Segment Start: DOCUMENT EXTRACT

What can seriously ill children expect from the re-elected government?

What can seriously ill children expect from the re-elected government?

Rainbow Trust
What can seriously ill children expect from the re-elected government? image

Date published: 19 December 2019 by Jessica Homer

As seriously ill children and their families prepare to make the most of precious time together this Christmas, MPs new and old are taking up their seats in Westminster, and government ministers are returning to their desks. What can families of children with life threatening and terminal conditions expect from the new government?

With a large majority, the Conservative government has the power to implement its manifesto promises in full. These included:

  • To make hospital parking free ‘for those in greatest need, including disabled people, frequent outpatient attenders, parents of sick children staying overnight’
  • To ‘treat mental health with the same urgency as physical health’.
  • To legislate to enable employed parents to take additional leave when a baby has required neonatal care
  • To publish a National Strategy for Disabled People, to include looking at the benefits system, access to housing, education, transport and jobs, and support for children with Special Educational Needs and Disabilities.
  • To help patients with multiple conditions to have ‘simplified and more joined-up access’ to the NHS.
  • To develop new treatments, including extending the Cancer Drugs Fund into an Innovative Medicines Fund which could provide advanced treatments for conditions such as cancer or autoimmune disease, ‘or for children with other rare diseases’.

The manifesto also promised that the government would put its funded long term NHS plan into law, and grow the health workforce. Importantly the manifesto promised to re-instate a grant to support student nurses during their training, seen as essential for training more nurses as a time of significant staff shortages.

Segment End: DOCUMENT EXTRACT
Segment Start: RECORDS SUPPLIED

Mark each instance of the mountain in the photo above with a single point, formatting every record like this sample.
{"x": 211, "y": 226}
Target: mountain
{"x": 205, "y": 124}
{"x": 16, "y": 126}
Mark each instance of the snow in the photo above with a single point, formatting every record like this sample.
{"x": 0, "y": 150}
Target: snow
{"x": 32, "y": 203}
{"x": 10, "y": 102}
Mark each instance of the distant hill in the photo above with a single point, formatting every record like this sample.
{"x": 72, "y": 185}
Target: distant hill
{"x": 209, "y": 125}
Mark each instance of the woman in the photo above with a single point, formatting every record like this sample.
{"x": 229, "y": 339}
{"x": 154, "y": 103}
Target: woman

Segment End: RECORDS SUPPLIED
Segment Start: RECORDS SUPPLIED

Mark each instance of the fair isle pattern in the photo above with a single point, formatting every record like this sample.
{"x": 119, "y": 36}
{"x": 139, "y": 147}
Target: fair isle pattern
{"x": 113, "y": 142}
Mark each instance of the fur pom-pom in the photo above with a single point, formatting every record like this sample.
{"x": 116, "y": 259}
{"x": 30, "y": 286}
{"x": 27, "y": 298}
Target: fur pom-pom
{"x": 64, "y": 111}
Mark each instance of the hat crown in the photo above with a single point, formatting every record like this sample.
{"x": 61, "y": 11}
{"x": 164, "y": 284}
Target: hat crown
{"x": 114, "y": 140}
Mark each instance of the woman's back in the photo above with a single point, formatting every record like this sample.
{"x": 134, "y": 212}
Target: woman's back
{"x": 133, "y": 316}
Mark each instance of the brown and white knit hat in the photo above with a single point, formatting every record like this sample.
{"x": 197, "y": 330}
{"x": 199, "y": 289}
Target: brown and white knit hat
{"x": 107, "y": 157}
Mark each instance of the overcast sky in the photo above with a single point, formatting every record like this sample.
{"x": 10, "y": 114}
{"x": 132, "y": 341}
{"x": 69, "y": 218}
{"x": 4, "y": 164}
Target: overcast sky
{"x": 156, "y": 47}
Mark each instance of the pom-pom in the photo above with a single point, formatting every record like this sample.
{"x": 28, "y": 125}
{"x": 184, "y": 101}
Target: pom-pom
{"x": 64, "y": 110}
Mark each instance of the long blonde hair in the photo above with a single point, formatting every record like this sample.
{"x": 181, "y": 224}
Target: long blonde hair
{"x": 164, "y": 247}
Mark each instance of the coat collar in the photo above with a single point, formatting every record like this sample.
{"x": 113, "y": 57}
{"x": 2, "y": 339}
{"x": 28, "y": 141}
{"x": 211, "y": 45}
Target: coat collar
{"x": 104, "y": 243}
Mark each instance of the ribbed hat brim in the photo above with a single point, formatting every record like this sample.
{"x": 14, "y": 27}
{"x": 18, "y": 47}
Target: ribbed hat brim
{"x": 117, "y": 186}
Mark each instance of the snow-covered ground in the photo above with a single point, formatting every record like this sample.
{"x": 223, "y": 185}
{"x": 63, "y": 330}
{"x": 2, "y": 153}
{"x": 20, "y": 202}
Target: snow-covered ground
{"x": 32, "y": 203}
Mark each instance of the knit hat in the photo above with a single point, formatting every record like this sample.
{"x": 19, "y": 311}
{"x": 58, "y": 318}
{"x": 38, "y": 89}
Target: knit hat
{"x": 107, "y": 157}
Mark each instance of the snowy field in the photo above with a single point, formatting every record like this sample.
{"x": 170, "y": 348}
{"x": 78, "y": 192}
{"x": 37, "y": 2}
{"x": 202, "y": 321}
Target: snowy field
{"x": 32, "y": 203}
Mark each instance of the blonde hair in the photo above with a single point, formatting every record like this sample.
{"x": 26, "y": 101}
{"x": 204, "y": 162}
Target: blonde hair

Segment End: RECORDS SUPPLIED
Segment Start: RECORDS SUPPLIED

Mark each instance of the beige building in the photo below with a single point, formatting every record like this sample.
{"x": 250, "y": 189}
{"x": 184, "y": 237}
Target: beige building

Segment End: RECORDS SUPPLIED

- **WORK INSTRUCTIONS**:
a: In the Rainbow Trust article, what grant did the manifesto promise to bring back?
b: Resume the Rainbow Trust article, starting right after its last sentence.
The material isn't needed for anything here.

- **RESPONSES TO THE TASKS**:
a: A grant to support student nurses during their training.

b:
Rainbow Trust Chief Executive, Zillah Bingley, said:

“After an election campaign in which the needs of seriously ill children were barely mentioned, it’s vital that we and others in the children’s palliative care sector speak up loudly to influence the new government as it gets back to work.

Going into 2020, Rainbow Trust looks forward to supporting the work of the All Party Parliamentary Group for Children Who Need Palliative Care. The Group’s energetic cross-party activities in recent years have helped to win significant commitments from government. However, much more must be done if all families are to access the emotional and practical support that can enable the sick child, their siblings and their parents to cope better with an incredibly difficult situation.

We will also hold the government to account to implement its manifesto commitments. Rainbow Trust welcomes the promise to end hospital parking costs for families with sick children, and we will work hard to ensure the detail of this policy enables as many families as possible to benefit, removing a source of additional stress and anxiety when a child is an inpatient or receiving regular treatment. Furthermore, we hope that the commitment to improved mental health support will recognise the mental health needs of siblings and parents of children with a life threatening or terminal condition, which are often overlooked.”